§ **GIVEN TASK**
Echo the lines below word for word, leaving out the pictures.

§ **INPUT FOR THIS TASK**
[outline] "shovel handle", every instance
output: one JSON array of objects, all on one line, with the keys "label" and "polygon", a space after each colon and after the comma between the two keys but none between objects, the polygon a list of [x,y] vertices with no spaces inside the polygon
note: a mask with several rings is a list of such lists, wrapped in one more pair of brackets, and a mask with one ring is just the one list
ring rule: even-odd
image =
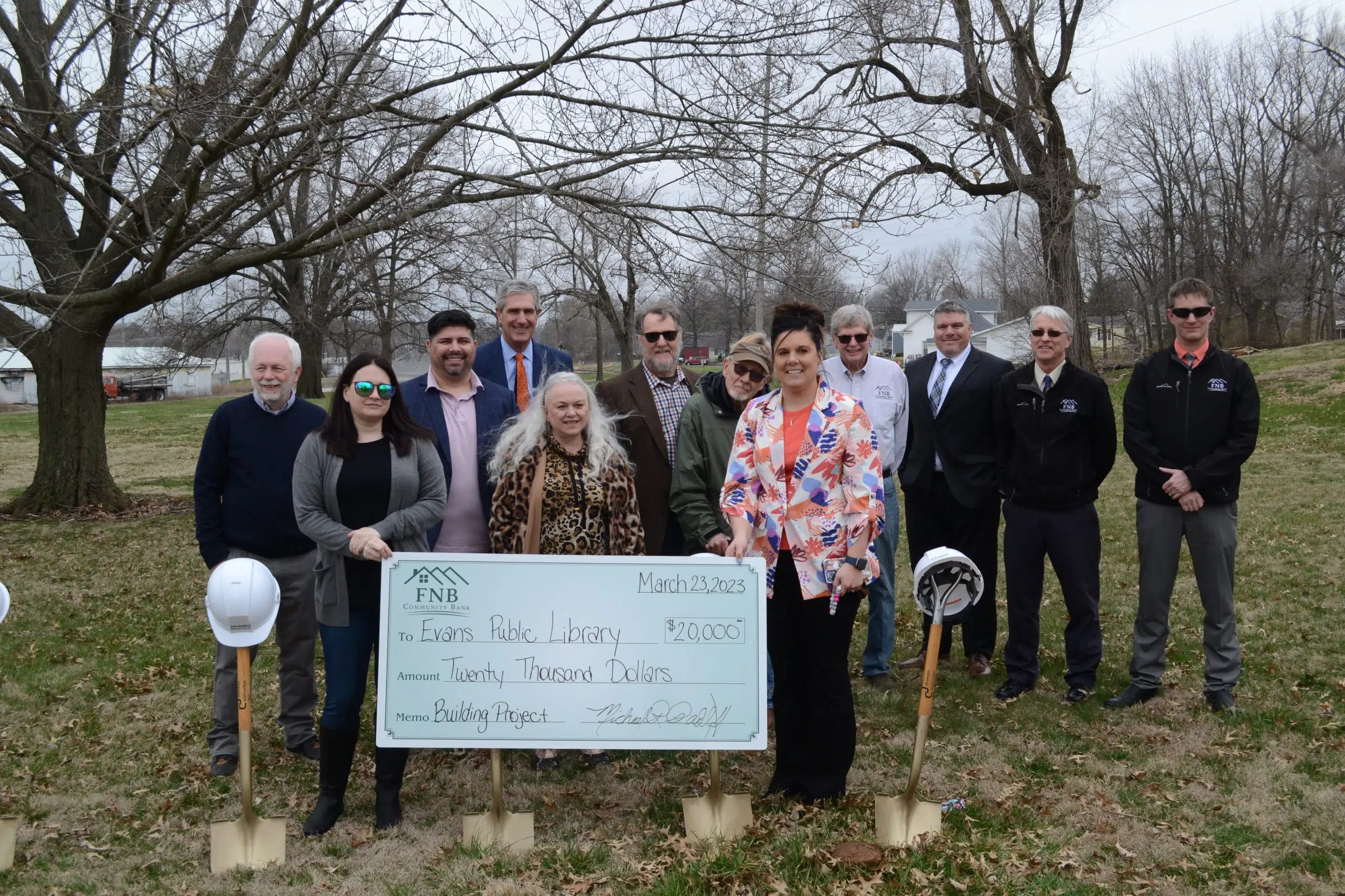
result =
[{"label": "shovel handle", "polygon": [[250,647],[238,647],[238,731],[252,731]]},{"label": "shovel handle", "polygon": [[939,673],[939,643],[943,641],[943,623],[929,626],[929,639],[925,642],[925,670],[920,678],[920,717],[933,712],[933,680]]}]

§ **RESPONSE TO THE TASK**
[outline] "shovel handle", every instance
output: one JSON array of objects, all on one line, with the keys "label" and "polygon", a space after each colon and after the comma between the two keys but none between objects, the polygon a list of [x,y] vertices with no spaces inside the polygon
note: a mask with several rings is a list of such lists, wrapped in one more pair of brackets, and a mask with one ring is just the one list
ring rule: even-odd
image =
result =
[{"label": "shovel handle", "polygon": [[250,647],[238,647],[238,731],[252,731]]},{"label": "shovel handle", "polygon": [[939,673],[939,643],[943,641],[943,623],[929,626],[929,639],[925,642],[925,670],[920,678],[920,717],[933,712],[933,680]]}]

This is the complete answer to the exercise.